» **WHAT IS EXPECTED**: Find each line in the rows below that contains the string "pairs" and copy those lines in full. Case counts.

» **EXCERPTED DATA**:

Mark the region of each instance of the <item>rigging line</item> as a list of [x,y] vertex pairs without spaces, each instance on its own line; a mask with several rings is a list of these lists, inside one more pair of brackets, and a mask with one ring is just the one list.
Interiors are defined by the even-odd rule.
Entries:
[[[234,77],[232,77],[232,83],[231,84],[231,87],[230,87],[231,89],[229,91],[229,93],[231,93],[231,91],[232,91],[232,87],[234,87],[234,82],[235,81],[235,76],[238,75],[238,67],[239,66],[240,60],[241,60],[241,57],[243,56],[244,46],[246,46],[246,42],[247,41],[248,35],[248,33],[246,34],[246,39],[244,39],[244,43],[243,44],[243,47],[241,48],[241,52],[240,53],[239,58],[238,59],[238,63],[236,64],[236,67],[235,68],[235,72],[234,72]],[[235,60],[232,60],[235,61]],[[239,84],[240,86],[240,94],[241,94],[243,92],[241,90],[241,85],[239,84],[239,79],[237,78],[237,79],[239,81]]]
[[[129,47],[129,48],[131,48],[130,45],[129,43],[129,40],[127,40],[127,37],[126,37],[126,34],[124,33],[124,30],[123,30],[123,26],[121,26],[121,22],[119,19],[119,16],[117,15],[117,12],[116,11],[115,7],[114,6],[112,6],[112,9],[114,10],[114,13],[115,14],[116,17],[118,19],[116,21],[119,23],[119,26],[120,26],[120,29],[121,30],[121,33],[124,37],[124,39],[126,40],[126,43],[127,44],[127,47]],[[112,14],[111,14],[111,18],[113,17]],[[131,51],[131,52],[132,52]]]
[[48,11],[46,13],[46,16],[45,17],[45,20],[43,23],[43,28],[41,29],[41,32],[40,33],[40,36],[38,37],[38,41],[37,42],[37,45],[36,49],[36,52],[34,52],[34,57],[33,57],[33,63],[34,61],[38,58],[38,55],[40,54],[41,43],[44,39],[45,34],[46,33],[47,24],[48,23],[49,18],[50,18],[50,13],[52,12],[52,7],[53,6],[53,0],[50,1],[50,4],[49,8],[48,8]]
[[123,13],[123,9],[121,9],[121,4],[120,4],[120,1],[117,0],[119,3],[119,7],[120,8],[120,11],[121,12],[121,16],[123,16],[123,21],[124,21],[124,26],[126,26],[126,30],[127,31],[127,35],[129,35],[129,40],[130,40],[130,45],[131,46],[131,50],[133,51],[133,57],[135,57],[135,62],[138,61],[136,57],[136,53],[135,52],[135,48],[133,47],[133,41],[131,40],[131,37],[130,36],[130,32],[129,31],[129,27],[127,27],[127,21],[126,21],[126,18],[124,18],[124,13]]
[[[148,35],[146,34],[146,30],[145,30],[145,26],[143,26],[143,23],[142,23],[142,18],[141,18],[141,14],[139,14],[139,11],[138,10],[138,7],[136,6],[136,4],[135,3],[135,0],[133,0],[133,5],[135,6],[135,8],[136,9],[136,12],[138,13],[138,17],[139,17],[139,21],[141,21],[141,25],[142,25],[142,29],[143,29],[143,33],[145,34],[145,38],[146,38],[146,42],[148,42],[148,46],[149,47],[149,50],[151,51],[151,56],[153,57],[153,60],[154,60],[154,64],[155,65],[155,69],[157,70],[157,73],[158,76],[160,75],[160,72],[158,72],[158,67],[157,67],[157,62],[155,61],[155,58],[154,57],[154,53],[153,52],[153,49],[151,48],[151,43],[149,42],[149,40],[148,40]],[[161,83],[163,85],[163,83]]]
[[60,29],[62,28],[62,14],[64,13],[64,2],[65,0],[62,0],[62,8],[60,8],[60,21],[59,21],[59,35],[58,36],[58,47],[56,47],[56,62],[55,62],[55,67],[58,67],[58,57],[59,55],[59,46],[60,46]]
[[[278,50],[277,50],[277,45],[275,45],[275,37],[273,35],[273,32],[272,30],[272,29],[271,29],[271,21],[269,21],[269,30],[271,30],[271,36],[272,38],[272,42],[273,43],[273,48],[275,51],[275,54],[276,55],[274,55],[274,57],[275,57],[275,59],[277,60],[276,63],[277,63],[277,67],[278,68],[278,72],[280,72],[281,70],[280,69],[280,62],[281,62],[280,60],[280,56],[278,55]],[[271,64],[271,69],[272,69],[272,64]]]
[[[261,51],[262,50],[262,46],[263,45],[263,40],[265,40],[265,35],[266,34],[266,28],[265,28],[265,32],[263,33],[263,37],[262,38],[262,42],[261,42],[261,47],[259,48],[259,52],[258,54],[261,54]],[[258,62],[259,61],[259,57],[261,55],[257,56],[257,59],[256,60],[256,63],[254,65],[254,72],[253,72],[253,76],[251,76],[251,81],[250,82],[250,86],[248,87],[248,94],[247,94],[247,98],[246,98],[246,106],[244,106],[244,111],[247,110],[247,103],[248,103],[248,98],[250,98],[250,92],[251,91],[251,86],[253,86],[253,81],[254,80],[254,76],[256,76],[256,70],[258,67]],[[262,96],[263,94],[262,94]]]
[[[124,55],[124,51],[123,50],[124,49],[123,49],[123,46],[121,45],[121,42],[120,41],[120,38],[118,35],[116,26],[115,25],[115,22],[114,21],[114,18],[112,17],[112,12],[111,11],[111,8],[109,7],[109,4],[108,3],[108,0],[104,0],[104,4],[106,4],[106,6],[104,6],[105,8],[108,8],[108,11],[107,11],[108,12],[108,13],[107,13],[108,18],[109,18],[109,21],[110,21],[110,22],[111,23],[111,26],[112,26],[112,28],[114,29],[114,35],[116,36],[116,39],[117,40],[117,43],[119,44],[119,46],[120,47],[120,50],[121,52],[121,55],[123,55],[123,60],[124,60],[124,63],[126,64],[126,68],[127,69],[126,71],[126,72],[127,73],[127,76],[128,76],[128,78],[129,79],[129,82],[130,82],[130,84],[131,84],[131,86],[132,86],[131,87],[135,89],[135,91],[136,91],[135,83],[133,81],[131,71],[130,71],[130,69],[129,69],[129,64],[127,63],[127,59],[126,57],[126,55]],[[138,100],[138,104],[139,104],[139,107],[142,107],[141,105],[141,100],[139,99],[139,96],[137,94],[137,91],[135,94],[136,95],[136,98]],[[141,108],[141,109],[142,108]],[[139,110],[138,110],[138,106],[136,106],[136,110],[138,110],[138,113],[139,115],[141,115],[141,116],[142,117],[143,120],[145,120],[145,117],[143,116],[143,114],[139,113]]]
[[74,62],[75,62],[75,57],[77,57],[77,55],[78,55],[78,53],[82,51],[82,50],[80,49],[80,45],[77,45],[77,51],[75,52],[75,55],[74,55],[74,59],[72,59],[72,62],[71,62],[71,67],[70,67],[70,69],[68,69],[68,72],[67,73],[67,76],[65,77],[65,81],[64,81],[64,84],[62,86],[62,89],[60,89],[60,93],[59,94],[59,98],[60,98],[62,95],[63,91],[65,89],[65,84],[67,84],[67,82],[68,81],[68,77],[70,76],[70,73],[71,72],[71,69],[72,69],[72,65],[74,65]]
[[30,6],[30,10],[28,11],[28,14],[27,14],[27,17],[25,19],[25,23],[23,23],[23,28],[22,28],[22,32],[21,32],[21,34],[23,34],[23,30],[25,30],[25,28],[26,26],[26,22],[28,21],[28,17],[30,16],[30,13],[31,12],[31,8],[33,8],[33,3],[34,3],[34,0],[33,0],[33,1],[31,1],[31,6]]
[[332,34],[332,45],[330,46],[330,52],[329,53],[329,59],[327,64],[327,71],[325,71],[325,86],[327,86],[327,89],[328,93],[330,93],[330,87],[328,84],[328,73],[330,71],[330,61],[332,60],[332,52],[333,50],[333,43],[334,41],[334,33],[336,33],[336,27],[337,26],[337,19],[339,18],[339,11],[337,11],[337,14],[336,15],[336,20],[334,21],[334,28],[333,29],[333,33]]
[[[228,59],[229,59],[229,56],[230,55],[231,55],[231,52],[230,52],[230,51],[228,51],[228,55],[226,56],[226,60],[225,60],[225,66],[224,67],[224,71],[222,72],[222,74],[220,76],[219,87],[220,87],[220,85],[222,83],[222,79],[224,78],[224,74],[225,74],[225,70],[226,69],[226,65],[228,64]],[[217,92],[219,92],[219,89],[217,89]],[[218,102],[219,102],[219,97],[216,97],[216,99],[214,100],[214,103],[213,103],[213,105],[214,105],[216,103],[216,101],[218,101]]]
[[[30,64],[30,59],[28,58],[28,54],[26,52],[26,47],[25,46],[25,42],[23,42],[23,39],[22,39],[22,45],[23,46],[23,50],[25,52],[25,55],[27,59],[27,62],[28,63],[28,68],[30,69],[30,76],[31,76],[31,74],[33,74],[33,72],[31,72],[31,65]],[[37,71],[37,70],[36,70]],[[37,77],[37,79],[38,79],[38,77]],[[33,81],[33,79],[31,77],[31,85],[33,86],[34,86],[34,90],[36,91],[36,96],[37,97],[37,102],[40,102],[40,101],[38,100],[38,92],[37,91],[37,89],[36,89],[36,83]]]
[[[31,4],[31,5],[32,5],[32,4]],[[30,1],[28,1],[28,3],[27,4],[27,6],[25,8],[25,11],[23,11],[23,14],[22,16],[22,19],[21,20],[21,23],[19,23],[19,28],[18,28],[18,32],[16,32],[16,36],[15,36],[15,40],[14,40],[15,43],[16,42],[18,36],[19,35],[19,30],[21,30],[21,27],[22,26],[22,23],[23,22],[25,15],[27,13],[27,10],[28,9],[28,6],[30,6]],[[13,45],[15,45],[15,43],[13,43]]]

» **REPLY**:
Mark the region of each instance of the <item>rigging line</item> as a list of [x,y] vertex pairs without spaces, each instance on its own line; a mask with several rings is a list of these lists, inside one more pair of brackets, and a mask with one ring is just the one list.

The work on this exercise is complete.